- WHAT THE TASK REQUIRES
Render every entry below as a Markdown table with the columns Row and Entry, numbering the rows in order and omitting blank lines.

· · · ·

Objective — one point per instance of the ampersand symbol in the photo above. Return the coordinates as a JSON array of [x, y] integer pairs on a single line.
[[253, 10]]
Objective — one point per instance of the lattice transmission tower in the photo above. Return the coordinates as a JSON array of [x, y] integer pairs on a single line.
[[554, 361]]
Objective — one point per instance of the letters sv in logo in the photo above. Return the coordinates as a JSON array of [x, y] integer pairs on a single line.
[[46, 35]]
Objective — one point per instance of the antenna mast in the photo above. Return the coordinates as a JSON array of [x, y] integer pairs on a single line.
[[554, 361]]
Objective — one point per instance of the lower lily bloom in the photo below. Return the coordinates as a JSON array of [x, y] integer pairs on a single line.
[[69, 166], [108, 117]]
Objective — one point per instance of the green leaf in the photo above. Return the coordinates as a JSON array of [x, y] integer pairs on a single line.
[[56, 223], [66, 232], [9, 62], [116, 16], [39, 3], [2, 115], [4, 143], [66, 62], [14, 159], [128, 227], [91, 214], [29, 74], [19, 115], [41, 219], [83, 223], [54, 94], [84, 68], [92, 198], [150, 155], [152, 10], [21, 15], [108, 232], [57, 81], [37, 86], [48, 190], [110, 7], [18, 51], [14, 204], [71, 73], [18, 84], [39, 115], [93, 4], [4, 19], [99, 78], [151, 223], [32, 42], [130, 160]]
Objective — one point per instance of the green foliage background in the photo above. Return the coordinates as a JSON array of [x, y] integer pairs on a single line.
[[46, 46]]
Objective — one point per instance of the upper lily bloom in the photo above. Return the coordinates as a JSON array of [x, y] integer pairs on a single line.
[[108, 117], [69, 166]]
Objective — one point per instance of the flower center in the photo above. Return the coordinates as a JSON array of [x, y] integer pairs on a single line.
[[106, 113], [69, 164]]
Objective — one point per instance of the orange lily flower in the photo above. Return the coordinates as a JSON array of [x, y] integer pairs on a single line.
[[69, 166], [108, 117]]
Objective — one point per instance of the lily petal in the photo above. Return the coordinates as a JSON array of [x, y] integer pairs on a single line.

· · · ·

- FULL RESPONSE
| Row | Entry |
|---|---|
| 1 | Objective — one point per instance of the ampersand symbol in the photo above. Return the coordinates as a JSON array of [x, y] integer pairs on a single line. |
| 2 | [[253, 10]] |
| 3 | Objective — one point per instance of the lattice transmission tower in the photo above. Return the coordinates as a JSON array of [x, y] integer pairs on a single line. |
| 4 | [[554, 361]] |
| 5 | Objective — one point per instance of the letters sv in logo in the photo above. Return the coordinates as a JSON array of [x, y] integer pairs on a single line. |
| 6 | [[46, 35]] |
| 7 | Objective — one point per instance of the antenna mast in the photo above. Return the coordinates as a JSON array of [x, y] integer pairs on a single line. |
| 8 | [[554, 361]] |
| 9 | Objective — one point per instance of the lower lily bloom in the photo below. Return the coordinates as a JSON array of [x, y] integer pairs on a single line. |
| 10 | [[69, 166], [108, 117]] |
| 11 | Objective — one point per instance of the green leaf in the photo above. Return the coordinates as a JSON array of [x, y] integer pairs on a single line. |
| 12 | [[56, 223], [66, 232], [9, 62], [116, 16], [39, 3], [2, 115], [4, 143], [66, 62], [14, 159], [128, 227], [91, 214], [29, 74], [19, 115], [41, 219], [83, 223], [54, 94], [84, 68], [92, 198], [150, 155], [152, 10], [21, 15], [108, 232], [57, 81], [37, 86], [48, 190], [110, 7], [18, 51], [14, 204], [71, 73], [18, 84], [39, 115], [93, 4], [4, 19], [99, 78], [151, 223], [32, 42], [130, 160]] |
| 13 | Objective — one point per instance of the green foliage background in the photo above. Return the coordinates as a JSON array of [x, y] integer pairs on a single line. |
| 14 | [[46, 46]] |
| 15 | Objective — one point per instance of the upper lily bloom in the photo above. Return the coordinates as a JSON array of [x, y] integer pairs on a single line. |
| 16 | [[108, 117], [69, 166]] |
| 17 | Objective — one point per instance of the flower center in the photo above. Return the coordinates as a JSON array of [x, y] integer pairs on a single line. |
| 18 | [[106, 113], [69, 164]] |
| 19 | Objective — one point per instance of the orange lily flower in the photo above. Return the coordinates as a JSON array of [x, y] integer pairs on a single line. |
| 20 | [[69, 166], [108, 117]] |
| 21 | Objective — one point per instance of the lily petal in the photo above. Return the coordinates as a JSON array of [x, y] integer pairs on a single line. |